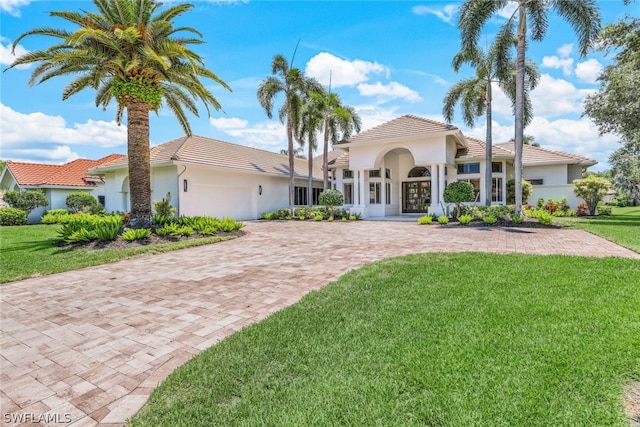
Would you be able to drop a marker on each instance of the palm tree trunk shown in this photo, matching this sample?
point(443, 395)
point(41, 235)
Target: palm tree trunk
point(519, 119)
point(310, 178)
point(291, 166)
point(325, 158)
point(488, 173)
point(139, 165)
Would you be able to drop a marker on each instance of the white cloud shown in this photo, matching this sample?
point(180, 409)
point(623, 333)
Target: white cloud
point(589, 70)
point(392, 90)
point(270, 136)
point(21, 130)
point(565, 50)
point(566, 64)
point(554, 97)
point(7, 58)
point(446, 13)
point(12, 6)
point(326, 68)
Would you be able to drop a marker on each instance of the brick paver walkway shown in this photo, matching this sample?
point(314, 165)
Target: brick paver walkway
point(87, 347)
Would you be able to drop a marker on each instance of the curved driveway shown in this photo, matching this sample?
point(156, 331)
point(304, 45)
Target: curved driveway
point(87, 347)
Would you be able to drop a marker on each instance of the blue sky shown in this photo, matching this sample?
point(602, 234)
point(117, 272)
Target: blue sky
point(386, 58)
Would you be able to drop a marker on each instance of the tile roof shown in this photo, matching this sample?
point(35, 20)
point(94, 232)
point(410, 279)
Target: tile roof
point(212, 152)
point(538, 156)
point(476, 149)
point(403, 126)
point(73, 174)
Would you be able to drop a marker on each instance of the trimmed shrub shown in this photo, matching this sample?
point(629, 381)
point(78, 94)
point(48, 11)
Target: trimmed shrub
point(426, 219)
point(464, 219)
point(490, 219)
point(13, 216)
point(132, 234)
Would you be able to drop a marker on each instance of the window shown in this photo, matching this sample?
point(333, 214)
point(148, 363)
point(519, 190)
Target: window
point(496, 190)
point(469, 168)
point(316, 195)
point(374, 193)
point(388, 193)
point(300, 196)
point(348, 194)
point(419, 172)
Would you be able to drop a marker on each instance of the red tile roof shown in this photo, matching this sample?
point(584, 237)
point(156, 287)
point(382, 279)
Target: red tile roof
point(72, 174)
================================
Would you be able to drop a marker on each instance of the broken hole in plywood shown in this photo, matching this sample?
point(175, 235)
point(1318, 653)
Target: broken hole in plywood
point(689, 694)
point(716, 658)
================================
## Task to carry out
Look above for the line holding "point(314, 165)" and the line holding "point(519, 190)". Retype both, and every line between them, word for word and nothing else.

## Expected answer
point(314, 165)
Target: brick paver walkway
point(87, 347)
Would you be able to drop a marker on each instance of the curved driveway shown in this photo, matching this sample?
point(156, 331)
point(304, 45)
Target: curved driveway
point(87, 347)
Would you be able to drop a marker on each instance of the blue sky shown in this photo, matching this sample?
point(602, 234)
point(117, 272)
Target: blue sky
point(386, 58)
Would you be able to drop a marker on each instance of the tile roof shown in this photo, matching this sample?
point(35, 20)
point(94, 232)
point(410, 279)
Target: tile roof
point(212, 152)
point(538, 156)
point(476, 149)
point(403, 126)
point(73, 174)
Would you be able to drop a marker on each instance of the trimmed shrub shown in this photo, matching this sample?
point(629, 381)
point(78, 94)
point(48, 11)
Target: trimmed shrub
point(426, 219)
point(464, 219)
point(490, 219)
point(13, 216)
point(132, 234)
Would you be able to drop a marker on each instance of the window shown in this photo, matching this sample?
point(333, 214)
point(148, 363)
point(519, 190)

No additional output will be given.